**Short task**
Copy out every one of the records below, reproducing each line word for word.

** START OF Dataset records **

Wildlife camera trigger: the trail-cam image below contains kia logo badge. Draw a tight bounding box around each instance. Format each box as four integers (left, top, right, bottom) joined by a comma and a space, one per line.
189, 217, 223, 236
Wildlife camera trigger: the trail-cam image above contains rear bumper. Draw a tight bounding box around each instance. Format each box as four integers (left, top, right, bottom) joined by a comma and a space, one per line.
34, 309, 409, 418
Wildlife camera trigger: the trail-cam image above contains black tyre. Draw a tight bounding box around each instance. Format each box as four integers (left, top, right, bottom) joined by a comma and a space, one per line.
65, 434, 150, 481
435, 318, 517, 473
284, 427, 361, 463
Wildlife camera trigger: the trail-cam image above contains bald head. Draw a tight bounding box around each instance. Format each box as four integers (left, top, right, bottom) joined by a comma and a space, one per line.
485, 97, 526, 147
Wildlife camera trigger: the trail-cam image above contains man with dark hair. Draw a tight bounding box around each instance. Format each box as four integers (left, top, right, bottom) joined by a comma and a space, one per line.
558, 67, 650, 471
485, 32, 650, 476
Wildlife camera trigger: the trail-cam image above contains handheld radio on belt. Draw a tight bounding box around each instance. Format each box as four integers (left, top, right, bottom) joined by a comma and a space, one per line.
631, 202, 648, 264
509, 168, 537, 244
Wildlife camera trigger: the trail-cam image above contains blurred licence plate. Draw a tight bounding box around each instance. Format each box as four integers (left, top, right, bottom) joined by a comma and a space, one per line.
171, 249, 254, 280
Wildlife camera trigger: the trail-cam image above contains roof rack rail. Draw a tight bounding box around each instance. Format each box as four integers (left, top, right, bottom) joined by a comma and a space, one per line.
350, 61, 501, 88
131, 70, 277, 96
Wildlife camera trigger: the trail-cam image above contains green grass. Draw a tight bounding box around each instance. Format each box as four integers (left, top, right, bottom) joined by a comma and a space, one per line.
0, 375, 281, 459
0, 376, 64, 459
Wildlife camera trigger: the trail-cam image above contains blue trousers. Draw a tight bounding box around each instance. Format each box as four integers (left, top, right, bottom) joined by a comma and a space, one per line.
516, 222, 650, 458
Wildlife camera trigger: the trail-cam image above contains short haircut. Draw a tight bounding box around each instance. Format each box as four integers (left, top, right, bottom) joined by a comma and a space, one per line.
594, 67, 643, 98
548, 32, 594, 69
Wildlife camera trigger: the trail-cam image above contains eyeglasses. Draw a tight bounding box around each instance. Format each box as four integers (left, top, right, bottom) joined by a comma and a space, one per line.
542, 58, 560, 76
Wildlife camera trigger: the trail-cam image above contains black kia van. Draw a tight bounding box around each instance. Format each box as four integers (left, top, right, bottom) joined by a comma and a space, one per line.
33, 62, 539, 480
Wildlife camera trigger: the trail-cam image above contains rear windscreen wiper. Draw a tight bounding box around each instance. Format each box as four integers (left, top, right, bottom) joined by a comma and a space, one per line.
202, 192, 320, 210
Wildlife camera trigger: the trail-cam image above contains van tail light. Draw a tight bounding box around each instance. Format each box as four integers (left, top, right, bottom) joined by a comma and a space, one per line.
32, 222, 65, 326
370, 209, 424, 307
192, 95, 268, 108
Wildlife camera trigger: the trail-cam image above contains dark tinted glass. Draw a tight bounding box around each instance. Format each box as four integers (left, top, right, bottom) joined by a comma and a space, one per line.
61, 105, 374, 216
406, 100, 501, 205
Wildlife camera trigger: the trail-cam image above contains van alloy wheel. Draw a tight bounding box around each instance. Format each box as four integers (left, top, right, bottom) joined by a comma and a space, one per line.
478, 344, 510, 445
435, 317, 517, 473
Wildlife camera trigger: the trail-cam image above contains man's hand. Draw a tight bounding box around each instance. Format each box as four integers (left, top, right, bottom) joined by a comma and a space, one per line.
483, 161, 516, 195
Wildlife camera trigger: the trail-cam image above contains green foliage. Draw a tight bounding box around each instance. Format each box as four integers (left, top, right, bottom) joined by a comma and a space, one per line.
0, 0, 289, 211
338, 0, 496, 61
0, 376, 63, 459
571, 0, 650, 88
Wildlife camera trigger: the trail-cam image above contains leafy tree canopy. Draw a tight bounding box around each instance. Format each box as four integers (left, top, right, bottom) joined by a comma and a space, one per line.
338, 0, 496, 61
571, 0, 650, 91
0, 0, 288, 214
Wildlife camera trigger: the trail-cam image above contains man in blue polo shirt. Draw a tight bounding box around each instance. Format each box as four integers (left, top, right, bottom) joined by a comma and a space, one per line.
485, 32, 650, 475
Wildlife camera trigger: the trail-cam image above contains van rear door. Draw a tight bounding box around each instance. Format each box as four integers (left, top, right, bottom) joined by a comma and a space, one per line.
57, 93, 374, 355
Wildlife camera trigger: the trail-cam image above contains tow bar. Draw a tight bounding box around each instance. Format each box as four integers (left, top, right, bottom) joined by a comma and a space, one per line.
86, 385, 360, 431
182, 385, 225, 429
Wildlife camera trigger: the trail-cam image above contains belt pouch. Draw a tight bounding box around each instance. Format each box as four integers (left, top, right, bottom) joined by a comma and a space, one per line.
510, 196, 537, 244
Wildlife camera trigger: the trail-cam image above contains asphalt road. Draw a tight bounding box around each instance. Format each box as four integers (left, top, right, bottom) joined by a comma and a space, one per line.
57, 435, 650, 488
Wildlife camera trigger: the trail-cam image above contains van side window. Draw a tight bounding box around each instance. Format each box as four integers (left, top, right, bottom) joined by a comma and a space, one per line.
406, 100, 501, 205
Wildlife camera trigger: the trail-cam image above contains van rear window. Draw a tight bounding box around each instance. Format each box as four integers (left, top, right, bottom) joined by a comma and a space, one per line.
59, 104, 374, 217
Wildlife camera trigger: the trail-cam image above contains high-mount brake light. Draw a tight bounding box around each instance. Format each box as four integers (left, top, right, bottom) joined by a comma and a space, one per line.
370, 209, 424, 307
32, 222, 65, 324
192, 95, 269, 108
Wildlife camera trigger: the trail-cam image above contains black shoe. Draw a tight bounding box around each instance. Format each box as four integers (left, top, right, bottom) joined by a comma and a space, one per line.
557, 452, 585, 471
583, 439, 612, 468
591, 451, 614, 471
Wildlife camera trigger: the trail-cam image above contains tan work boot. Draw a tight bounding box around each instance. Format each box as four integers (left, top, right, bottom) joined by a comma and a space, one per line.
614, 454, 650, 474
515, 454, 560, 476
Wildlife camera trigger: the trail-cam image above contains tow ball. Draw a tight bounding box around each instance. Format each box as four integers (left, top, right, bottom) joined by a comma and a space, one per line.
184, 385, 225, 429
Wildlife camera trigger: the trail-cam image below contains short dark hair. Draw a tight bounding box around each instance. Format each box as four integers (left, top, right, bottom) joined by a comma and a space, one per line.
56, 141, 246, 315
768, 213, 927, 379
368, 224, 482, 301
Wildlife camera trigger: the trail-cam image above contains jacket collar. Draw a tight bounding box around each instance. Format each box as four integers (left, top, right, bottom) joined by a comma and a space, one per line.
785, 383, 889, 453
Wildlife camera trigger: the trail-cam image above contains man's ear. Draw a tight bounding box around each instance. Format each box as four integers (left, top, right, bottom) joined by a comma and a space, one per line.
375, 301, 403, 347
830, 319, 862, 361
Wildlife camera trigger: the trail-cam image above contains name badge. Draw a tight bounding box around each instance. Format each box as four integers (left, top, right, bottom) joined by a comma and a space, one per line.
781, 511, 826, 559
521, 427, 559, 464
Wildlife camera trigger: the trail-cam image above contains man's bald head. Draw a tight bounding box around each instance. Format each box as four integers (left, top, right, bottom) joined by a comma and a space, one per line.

** END OF Dataset records **

**Task response**
Wildlife camera trigger: the trail-cam image below contains kia logo badge. Draw a tight bounding box around each instance. Format each box as four integers (left, top, right, bottom) joined by a comma and a space, one per line.
189, 217, 223, 236
Wildlife camera trigger: the trail-cam image above contains rear bumper. Draw a tight bounding box around each instance. Format each box as four integers (left, top, right, bottom) joined by a comma and a space, one per line.
34, 309, 409, 418
Wildlife camera trigger: the trail-cam image above contains black tyre. Draw a tight bounding box around each instance. Format each box as four integers (left, top, right, bottom) joined by a comma and a space, one per line.
65, 434, 150, 481
435, 318, 517, 473
284, 427, 361, 463
Wildlife camera trigger: the trail-cam image above contains bald head. Draw a tight bounding box around each instance. Format each box as four integers (left, top, right, bottom) joined by a comma and a space, one per line.
485, 97, 526, 147
Wildlife camera trigger: the trail-cam image above contains man with dark hair. Draw a tight bounding box around each instance. Format each box as four integers (left, top, right, bottom) joined by a comma and a space, one per line.
558, 67, 650, 471
485, 32, 650, 476
Wildlife camera trigger: the trail-cam image above contains handheld radio on belt. Draw a tight bounding box around each instance. Format each box as four integers (left, top, right, bottom) joined by a comma and a space, one per line.
631, 202, 648, 264
509, 168, 537, 244
Wildlife camera trigger: the trail-cam image above contains blurred licence plate. Draw a tight bounding box around each instance. Format each box as four integers (left, top, right, bottom) joined by a comma and a space, one per line.
171, 249, 254, 280
Wildlife camera trigger: the trail-cam image above contains roof rack rail. Draw a tight bounding box around each instance. Format each box as four integers (left, top, right, bottom) joined by a comma and a space, one per line.
350, 61, 501, 88
131, 70, 277, 96
Wildlife camera trigger: the trail-cam image above contains green grass. Draw a tight bounding box around each instance. Format each box as four integers (left, top, right, bottom) joined by a comma and a space, one per line.
0, 375, 281, 459
0, 376, 64, 459
Wildlife camera trigger: the trail-cam image above contains blue trousers. Draw a tight bounding box around each instance. Format each box as four integers (left, top, right, bottom) joined by a comma and a space, one per line.
516, 222, 650, 458
Wildlife camera trigger: the trail-cam image above contains short haircut. Draw a tight bounding box around each instance. Format each box as four integers (left, top, right, bottom) joined by a comma and a space, one per line.
594, 67, 643, 98
548, 32, 594, 69
Wildlife camera trigger: the trail-cam image above contains eyeglasses. Draw a tight bounding box around each instance. Format each box as four integers (left, top, right, bottom) joined by a comma and a space, one per line.
542, 58, 560, 76
Wildlife camera trigger: the trail-cam image above contains black kia van. Draw a tight bounding box around each instance. Format each box as four integers (left, top, right, bottom) joined by a comma and a space, one per line.
33, 62, 539, 480
Wildlife camera trigger: the trail-cam image above contains rear windscreen wiper. Draw a tight bounding box around each instance. Format each box as four integers (left, top, right, bottom) joined by a comma and a space, one per line.
202, 192, 320, 210
Wildlife camera trigger: the trail-cam image above contains van tail light. Draw a tight bounding box around each instance. Format each box as four integers (left, top, right, bottom) joined by a comma and a space, one per line.
32, 222, 65, 326
370, 209, 424, 307
192, 95, 268, 108
Wildlife camera trigger: the trail-cam image above contains dark tinted glass. Draw a tight bounding box around each instance. Format each box as four integers (left, top, right, bottom) joined by a comma and a space, one per line.
61, 105, 374, 216
406, 100, 501, 205
Wildlife camera trigger: the trail-cam image above contains van alloy wheel. Draw a tight bounding box around each instance. Format each box as four integers (left, top, right, bottom) joined by a comma and a space, one per line.
478, 344, 510, 445
435, 317, 517, 473
Wildlife camera trigger: the trail-cam image above contains man's hand. Draw a tight bounding box around each instance. Format each box as four integers (left, top, right, bottom) joined by a comma and a space, one per line.
483, 161, 516, 195
Wildlife camera trigger: the trail-cam image above contains green foliage. Draw a tight bounding box around each instance. Format each box as four integers (left, top, right, bottom) joined by a comma and a space, one per line.
0, 0, 289, 211
338, 0, 496, 61
0, 376, 63, 459
571, 0, 650, 88
Wildlife camera trigger: the trail-cam image above contains leafy tree canopy. Draw a tight bounding box around each instance. Format each box as four integers (left, top, right, bottom) joined by a comma and a space, one per line.
338, 0, 496, 61
571, 0, 650, 91
0, 0, 288, 214
Wildlife camera trigger: the trail-cam image above contains man in blue polo shirt. Draw a tight bounding box around each instance. Format each box as four integers (left, top, right, bottom) joined by a comma and a space, one per line.
485, 32, 650, 475
Wildlife camera trigger: the trail-cam image above contains van rear door. Draw a tight bounding box around each instance. Format each box as four integers (left, top, right, bottom) joined by a comma and a space, one per line.
57, 93, 374, 355
Wildlife camera trigger: the trail-cam image above contains tow bar. Draw a tight bounding box around each instance. Format each box as four integers (left, top, right, bottom) joined by a comma and a space, one per line.
86, 385, 360, 431
182, 385, 225, 429
Wildlife camera trigger: the trail-cam image above contains belt pouch. Draw a tight bounding box around each instance. Format each box as four integers (left, top, right, bottom) joined by a comma and a space, one per line.
510, 196, 537, 244
Wildlife camera trigger: the trail-cam image above contains asphalt road. Draw a tight bounding box around each instance. Format each box as four integers (left, top, right, bottom) joined by a comma and a space, one per line.
57, 435, 650, 488
Wildlife camera trigger: the trail-cam image above contains van side window. Draw a tight bounding box around each instance. Format each box as four integers (left, top, right, bottom) joined by a comma and a space, one per line.
406, 100, 501, 205
Wildlife camera trigger: the trail-cam image above contains van rear window. Draw a tight bounding box around each instance. Format each box as four integers (left, top, right, bottom) joined by a comma and a space, one per line.
59, 104, 374, 217
Wildlife camera trigger: the trail-cam image above contains high-mount brake light. Draw a tight bounding box around each instance. Format each box as four integers (left, top, right, bottom) joined by a comma and a space, one per line.
370, 209, 424, 307
32, 222, 65, 324
192, 95, 269, 108
Wildlife camera trigger: the trail-cam image above contains black shoe. Draw a tight bounding box around each instance. Format each box as four integers (left, top, right, bottom) joined by a comma and a space, one per line.
557, 452, 585, 471
583, 439, 612, 468
591, 451, 614, 471
Wildlife camera trigger: the trail-cam image above contains tan work boot. Draw a tight bounding box around each instance. Format each box as four integers (left, top, right, bottom) joined by a comma and a space, one per line.
614, 454, 650, 474
515, 454, 560, 476
Wildlife camera trigger: the trail-cam image above contains tow ball. Draw a tight bounding box around each instance. Format each box as four integers (left, top, right, bottom) joined by a comma and a space, one per line.
184, 385, 225, 429
Wildlife camera trigger: the trail-cam image below contains short dark hair. Draw a tight bounding box around each instance. Format each box as four integers (left, top, right, bottom) joined by a comma and a space, one per line.
56, 141, 246, 315
768, 213, 927, 379
368, 224, 482, 301
Wildlife camera trigger: the trail-cam image above contains jacket collar. Draw a tight bounding box around each instance. Format each box as four integers (left, top, right, bottom) joined by a comma and a space, one per line.
785, 383, 889, 453
Wildlife camera trigger: the trail-cam image above contains man's ear. Draw a tight bounding box around each instance. Format each box as four integers (left, top, right, bottom) joined by a comma and a space, one per line.
375, 301, 403, 347
830, 319, 862, 361
Wildlife camera trigger: the trail-cam image above contains name badge. Draw a tight bounding box around each instance. Format each box as four integers (left, top, right, bottom) joined by a comma and a space, one per line.
781, 511, 826, 559
521, 427, 559, 464
Wildlife camera trigger: the trail-cam image above contains man's bald head. Draw a tight bounding box around each instance. Format each box as four integers (left, top, right, bottom) joined by a comma and a space, one per line.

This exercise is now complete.